Supplied information:
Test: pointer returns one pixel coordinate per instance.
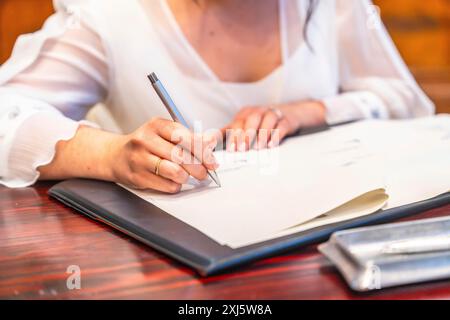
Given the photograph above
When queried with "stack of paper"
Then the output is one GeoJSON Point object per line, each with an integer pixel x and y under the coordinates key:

* * *

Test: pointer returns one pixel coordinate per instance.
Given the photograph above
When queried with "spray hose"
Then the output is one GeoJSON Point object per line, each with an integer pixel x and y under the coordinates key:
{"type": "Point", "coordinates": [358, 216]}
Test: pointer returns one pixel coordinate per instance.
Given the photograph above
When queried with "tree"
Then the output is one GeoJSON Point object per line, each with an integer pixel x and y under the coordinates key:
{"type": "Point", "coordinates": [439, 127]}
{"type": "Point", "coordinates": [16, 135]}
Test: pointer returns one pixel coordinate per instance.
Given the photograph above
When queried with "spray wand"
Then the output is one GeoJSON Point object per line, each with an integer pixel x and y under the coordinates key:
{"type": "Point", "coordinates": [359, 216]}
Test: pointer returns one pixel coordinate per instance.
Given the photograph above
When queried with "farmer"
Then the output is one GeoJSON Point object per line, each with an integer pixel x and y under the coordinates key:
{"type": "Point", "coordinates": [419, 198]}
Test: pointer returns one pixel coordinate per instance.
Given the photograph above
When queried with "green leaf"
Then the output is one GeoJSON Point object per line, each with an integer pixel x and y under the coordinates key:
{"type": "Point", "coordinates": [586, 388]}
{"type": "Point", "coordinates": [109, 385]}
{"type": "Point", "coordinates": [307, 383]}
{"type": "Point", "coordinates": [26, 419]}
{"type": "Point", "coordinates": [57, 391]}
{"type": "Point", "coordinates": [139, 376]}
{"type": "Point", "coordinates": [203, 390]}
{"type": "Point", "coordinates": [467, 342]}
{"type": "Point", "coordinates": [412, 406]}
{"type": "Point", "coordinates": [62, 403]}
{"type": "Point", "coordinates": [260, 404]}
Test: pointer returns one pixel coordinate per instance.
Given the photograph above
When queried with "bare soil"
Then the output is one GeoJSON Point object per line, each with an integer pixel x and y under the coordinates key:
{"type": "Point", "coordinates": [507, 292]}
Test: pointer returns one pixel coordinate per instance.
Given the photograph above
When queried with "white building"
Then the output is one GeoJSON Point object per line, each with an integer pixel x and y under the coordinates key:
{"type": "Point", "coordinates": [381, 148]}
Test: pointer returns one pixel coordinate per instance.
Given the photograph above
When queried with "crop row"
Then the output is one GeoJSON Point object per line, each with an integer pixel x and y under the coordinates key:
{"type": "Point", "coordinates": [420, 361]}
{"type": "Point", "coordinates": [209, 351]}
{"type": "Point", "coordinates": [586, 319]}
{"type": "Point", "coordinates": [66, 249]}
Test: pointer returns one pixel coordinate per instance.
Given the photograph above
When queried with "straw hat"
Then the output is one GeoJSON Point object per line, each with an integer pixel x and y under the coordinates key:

Exercise objective:
Gather each line in the records that contains the word "queried" and copy those lines out.

Problem solution:
When queried with "stack of paper"
When queried with "spray hose"
When queried with "tree"
When queried with "spray wand"
When queried with "farmer"
When queried with "green leaf"
When queried with "bare soil"
When queried with "white building"
When queried with "crop row"
When queried with "straw hat"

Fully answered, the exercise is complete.